◆ **Questions**:
1. Transcribe the article on India's retirement savings crisis from "88% of Indian" up to and including "for long-term investment.".
2. List every percentage figure that appears in the article on India's retirement savings crisis, in the order it appears.

Updated: July 05, 2025 02:30

Image Source: Business Today
There is a quiet financial crisis brewing in India as retirees exhaust all their savings to take care of adult children, leaving them exposed in their golden years. Wealth planners are sounding the warning, calling this phenomenon a "financial time bomb" threatening the security of millions. With traditional joint family support eroding and pension cover woefully inadequate—pension fund assets at just 3% of GDP—Indian retirees are now well and truly "on their own". Rising healthcare costs, inflation, and the obligation to help with weddings, home purchases, or loan settlements are fast depleting retirement savings, pushing many to financial blackmail.
 
Key Highlights:
 
Medical expenses currently constitute 62% of the average retirement corpus; medical inflation increases by 14% annually.
 
88% of Indian workers lack formal retirement coverage, relying on individual savings or family assistance that is increasingly insecure.
 
Middle-class earnings are directed towards everyday spending and unforeseen emergencies, with little left for long-term investment.
 
Indian planners suggest that Indians save a minimum of 15% of gross monthly income for retirement—neither for children nor for marriage, but for retirement security alone.
 
The shortfall in retirement wealth will be $96 trillion by 2050, and the crisis is likely to hit scale in a decade.
 
Prospects:
 
Unless there are radical reforms and a shift in culture in favor of individual retirement saving, India's elderly face an uncertain future. Experts stress the need for disciplined investment, education on money matters, and resisting the urge to tap retirement savings for family needs, or risk a countrywide old-age poverty syndrome.

◆ **Record excerpts**:

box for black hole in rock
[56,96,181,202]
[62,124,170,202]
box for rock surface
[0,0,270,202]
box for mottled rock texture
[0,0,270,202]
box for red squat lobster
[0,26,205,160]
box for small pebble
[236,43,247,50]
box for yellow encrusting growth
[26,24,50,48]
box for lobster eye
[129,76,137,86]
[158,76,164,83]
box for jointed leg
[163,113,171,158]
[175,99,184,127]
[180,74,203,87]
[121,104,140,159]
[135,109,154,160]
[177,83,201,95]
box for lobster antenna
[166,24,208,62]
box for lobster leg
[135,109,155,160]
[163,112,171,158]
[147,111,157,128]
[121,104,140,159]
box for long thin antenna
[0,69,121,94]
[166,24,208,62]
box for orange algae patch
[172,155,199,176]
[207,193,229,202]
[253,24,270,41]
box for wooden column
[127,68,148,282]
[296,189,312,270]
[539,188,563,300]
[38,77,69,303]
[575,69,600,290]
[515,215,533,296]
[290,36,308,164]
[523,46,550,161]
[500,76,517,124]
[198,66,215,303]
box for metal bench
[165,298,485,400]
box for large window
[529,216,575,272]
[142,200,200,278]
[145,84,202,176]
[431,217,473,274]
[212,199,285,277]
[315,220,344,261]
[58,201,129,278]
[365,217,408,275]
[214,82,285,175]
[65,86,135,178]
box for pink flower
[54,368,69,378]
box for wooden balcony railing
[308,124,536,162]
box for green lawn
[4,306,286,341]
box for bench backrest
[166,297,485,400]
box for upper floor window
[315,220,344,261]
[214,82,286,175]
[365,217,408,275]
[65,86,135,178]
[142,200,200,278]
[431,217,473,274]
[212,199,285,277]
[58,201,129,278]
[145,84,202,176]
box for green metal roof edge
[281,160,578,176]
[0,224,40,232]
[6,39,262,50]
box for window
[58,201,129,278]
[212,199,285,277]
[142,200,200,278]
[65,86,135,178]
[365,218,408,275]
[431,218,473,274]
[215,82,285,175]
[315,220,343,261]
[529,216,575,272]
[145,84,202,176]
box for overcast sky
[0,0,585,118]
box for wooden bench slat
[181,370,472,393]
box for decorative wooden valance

◆ **Responses per task**:
1.
88% of Indian workers lack formal retirement coverage, relying on individual savings or family assistance that is increasingly insecure.
 
Middle-class earnings are directed towards everyday spending and unforeseen emergencies, with little left for long-term investment.

2. 3%, 62%, 14%, 88%, 15%